== Provided records ==

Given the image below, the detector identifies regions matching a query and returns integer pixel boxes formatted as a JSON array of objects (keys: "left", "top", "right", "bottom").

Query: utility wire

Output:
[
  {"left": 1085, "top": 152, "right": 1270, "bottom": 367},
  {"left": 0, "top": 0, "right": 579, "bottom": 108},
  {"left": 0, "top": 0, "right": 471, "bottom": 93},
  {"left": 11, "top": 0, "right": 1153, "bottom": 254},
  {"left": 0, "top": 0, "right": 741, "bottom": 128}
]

===

■ Written task ■
Scale the entries above by reproducing every line, requests included, with each box coordinate in the answers multiplied by 1.25 and rounded to the nearest whole number, halves rounding up.

■ Result of this task ■
Given the image below, the detector identifies regions matching a query and returns integer pixel boxes formatted as a JSON array of objects (keys: "left", "top", "right", "bottom").

Query: utility wire

Output:
[
  {"left": 1356, "top": 190, "right": 1588, "bottom": 459},
  {"left": 0, "top": 0, "right": 724, "bottom": 135},
  {"left": 0, "top": 0, "right": 589, "bottom": 116},
  {"left": 14, "top": 0, "right": 1441, "bottom": 318},
  {"left": 0, "top": 0, "right": 926, "bottom": 160}
]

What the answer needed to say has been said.